ASSIGNMENT.
Make an exact copy of every record that follows.

TASK DATA.
● ● ●
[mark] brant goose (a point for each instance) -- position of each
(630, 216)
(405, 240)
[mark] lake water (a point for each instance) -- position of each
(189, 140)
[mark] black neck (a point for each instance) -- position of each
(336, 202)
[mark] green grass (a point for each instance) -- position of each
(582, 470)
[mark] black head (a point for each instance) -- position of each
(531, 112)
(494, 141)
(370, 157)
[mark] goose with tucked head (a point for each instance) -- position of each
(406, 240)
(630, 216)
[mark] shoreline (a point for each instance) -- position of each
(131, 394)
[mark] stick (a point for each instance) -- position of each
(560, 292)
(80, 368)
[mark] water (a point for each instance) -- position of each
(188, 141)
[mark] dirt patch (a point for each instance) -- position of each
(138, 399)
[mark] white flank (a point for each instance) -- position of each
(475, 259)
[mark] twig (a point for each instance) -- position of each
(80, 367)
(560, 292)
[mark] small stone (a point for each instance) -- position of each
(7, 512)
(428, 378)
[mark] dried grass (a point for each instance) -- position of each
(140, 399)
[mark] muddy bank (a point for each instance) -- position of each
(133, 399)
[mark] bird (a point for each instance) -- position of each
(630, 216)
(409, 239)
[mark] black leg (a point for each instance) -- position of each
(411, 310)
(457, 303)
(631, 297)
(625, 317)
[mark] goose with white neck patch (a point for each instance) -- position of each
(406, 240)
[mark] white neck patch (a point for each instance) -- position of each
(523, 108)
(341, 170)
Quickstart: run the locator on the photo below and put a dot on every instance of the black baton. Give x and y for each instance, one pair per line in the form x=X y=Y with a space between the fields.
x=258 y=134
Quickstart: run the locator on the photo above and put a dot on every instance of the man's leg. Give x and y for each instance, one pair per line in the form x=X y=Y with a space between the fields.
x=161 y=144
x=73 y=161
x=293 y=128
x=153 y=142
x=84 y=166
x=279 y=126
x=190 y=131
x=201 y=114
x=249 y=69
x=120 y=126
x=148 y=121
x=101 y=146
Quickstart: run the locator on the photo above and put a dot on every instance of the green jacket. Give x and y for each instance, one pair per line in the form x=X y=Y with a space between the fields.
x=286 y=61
● ● ●
COMPLETED EXERCISE.
[mark] brant goose (a point for each instance) -- position of each
(630, 216)
(405, 240)
[mark] lake water (a point for each instance) -- position of each
(189, 140)
[mark] black neck (a point for each instance) -- position of each
(336, 202)
[mark] green grass (a point for each instance) -- position of each
(582, 470)
[mark] black head (a point for each instance) -- position of each
(531, 112)
(494, 141)
(370, 157)
[mark] goose with tucked head (a point for each instance) -- position of each
(406, 240)
(630, 216)
[mark] shoreline (a point for each instance) -- position of each
(131, 394)
[mark] stick (a point for each instance) -- position of each
(560, 292)
(80, 368)
[mark] water (a point for each instance) -- position of each
(188, 141)
[mark] dirt patch (a point for each instance) -- position of each
(138, 399)
[mark] white flank (a point for each instance) -- position of each
(475, 259)
[mark] twig (a point for each instance) -- position of each
(80, 367)
(560, 292)
[mark] small stone (a point for each instance) -- position of each
(7, 512)
(428, 378)
[mark] dried grass (a point for each instance) -- position of each
(140, 399)
[mark] muddy bank (a point for each instance) -- position of each
(133, 399)
[mark] bird (a point for each instance) -- position of each
(630, 216)
(409, 239)
[mark] black leg (a point for each instance) -- position of each
(411, 310)
(457, 303)
(631, 297)
(625, 317)
[mark] goose with white neck patch (a point for each instance) -- position of each
(406, 240)
[mark] white neck patch (a point for each instance) -- position of each
(523, 108)
(341, 170)
Quickstart: run the locator on the photo below and put a dot on every instance of the black baton. Give x and y for each instance, one pair per line in the form x=X y=Y with a space between the fields.
x=258 y=134
Quickstart: run the locator on the photo above and put a dot on every instance of the man's leg. Give x and y for each instance, one pair per line in the form x=X y=Y with a space between the fields.
x=161 y=144
x=73 y=161
x=293 y=128
x=153 y=142
x=84 y=166
x=279 y=126
x=190 y=131
x=201 y=114
x=249 y=69
x=120 y=126
x=148 y=121
x=101 y=146
Quickstart: run the locator on the photo above and put a dot on every instance of the green jacket. Give x and y for each instance, one pair per line in the form x=X y=Y with a space between the fields.
x=286 y=61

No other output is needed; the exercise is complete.